Document text
An Episode of Not Quite Dead.
Episode Content Warnings
- Please bear in mind that this show is a work of horror fiction and frequently places characters in situations which jeopardise their psychological and physical health. This episode contains:
- – profanity
- – depictions of depression
- – discussion of traumatic injury
- – discussions of death, including murder medicalised descriptions of medical torture (descriptions of unethical medical experiments on unwilling participants from the perspective of a clinician)
- – discussions of violence
Transcript
ALFIE
Hey. Uh. It’s. Me. Jesus fuck. Right.
ALFIE SNIFFS
So! I’ve been looking more into our friend Dr Bonham.
I’ve managed to pull together a few profiles from what I could find of records online. The patients he was treating back in the nineties, it seems like they’re all kids. The oldest was fourteen. There’s the girl whose stuff I found first, the one with leukaemia, and then a boy with complex heart failure, another boy who was in a car accident, a girl who had a serious fall. I found a bunch of news reports about them, some charity stuff connected to them, you know. The kid in the car accident, his name was George Felton. He’s a woodworker now, makes videos for youtube of him turning bowls on a lathe. They’re kind of hypnotising, actually.
Anyway, in a couple of the videos, he mentions being sick as a kid, how he has some fleeting memories of his experimental treatment, but that’s all. He and his family got a lot of compensation after Bonham’s license was revoked, but George seems pretty uncomfortable with that, you know? He’s glad he got the treatment. It’s. Hmm. It’s interesting.
A lot of the articles about these kids, they talk about others, ones I couldn’t find any evidence for. There are mentions of kids with brain tumours, complex medical needs, once they mention a girl with cystic fibrosis, which. Hmm. But I can’t find any information on them, and there’s absolutely nothing about any kids who might not have made it, so. Yeah.
Ugh, it’s. Yeah. It’s hard to take this stuff I’m reading about Bonham here and compare it to what was on Vimes’ patient notes for that fucking. Torture he was committing upon those vampires.
The thing is, though, the humans he was taking, it seems different. It’s like he’s picking them up off the street after accidents, like, I don’t know. Like he’s wired into the radio system for ambulances. Maybe that’s how he’s getting them. If he was navigating the medical system before, he could do it again, and the kinds of experiments and procedures in those notes. Yeah. You need equipment. They’re talking about monitoring heart rates, testing blood, even observing brain activity. That’s a full set up. Expensive. You’d need connections to get it.

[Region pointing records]

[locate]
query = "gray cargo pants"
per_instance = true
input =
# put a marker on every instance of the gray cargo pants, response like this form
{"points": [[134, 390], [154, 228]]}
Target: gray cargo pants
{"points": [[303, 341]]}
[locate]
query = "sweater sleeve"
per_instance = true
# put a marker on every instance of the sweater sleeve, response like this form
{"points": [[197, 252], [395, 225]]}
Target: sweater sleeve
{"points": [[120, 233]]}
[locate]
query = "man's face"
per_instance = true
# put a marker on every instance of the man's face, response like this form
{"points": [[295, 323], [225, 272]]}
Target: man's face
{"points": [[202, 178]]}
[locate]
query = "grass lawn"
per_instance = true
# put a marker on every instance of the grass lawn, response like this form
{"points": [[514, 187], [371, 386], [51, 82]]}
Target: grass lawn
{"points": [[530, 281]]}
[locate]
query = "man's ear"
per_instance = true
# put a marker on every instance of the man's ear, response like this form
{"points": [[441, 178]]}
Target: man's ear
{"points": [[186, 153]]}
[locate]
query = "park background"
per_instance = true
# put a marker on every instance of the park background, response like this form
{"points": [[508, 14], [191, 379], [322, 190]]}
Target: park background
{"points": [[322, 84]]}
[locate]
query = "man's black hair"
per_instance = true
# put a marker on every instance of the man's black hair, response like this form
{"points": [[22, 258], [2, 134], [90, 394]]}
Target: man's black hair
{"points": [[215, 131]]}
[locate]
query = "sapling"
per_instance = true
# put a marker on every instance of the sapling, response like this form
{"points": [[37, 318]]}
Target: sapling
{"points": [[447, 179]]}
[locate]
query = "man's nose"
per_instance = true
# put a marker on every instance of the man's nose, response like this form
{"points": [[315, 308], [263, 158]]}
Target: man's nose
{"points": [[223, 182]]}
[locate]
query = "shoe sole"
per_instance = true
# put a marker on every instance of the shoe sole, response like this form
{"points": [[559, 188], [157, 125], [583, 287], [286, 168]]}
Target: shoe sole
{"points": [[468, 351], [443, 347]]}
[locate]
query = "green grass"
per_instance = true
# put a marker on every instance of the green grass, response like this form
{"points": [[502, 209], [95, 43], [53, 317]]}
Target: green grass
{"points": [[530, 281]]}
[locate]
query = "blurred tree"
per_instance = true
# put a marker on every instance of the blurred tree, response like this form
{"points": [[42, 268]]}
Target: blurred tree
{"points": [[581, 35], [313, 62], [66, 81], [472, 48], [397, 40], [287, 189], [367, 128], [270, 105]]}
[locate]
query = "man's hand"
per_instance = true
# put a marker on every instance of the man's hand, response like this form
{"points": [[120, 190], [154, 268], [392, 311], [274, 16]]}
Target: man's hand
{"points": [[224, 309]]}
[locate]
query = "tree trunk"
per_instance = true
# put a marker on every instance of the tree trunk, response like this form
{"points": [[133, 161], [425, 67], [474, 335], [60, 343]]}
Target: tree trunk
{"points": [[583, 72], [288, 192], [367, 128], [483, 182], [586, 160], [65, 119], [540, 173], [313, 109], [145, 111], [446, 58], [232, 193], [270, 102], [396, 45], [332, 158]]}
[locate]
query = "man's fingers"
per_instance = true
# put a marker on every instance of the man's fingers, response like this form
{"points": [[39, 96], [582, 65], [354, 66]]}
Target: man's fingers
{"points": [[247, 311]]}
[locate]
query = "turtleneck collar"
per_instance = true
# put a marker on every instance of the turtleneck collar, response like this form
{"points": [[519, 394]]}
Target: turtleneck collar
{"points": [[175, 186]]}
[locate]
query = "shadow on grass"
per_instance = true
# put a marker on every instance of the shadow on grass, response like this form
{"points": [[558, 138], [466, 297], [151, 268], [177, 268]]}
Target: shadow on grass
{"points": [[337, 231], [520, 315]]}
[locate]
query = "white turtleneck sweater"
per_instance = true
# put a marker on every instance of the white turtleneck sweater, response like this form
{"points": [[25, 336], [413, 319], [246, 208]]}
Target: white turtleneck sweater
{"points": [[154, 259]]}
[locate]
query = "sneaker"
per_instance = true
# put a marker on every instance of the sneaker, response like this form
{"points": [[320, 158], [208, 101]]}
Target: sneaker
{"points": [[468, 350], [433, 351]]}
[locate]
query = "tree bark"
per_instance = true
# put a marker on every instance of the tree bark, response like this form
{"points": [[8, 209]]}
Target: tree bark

Tasks to complete
1. In the transcript, what does George Felton do now?
2. Write down, word for word, the part of the transcript that opens with the words containing "A lot of the" and closes with "it, so. Yeah.".

Per-task answers
1. He is a woodworker who makes YouTube videos of himself turning bowls on a lathe.

2.
A lot of the articles about these kids, they talk about others, ones I couldn’t find any evidence for. There are mentions of kids with brain tumours, complex medical needs, once they mention a girl with cystic fibrosis, which. Hmm. But I can’t find any information on them, and there’s absolutely nothing about any kids who might not have made it, so. Yeah.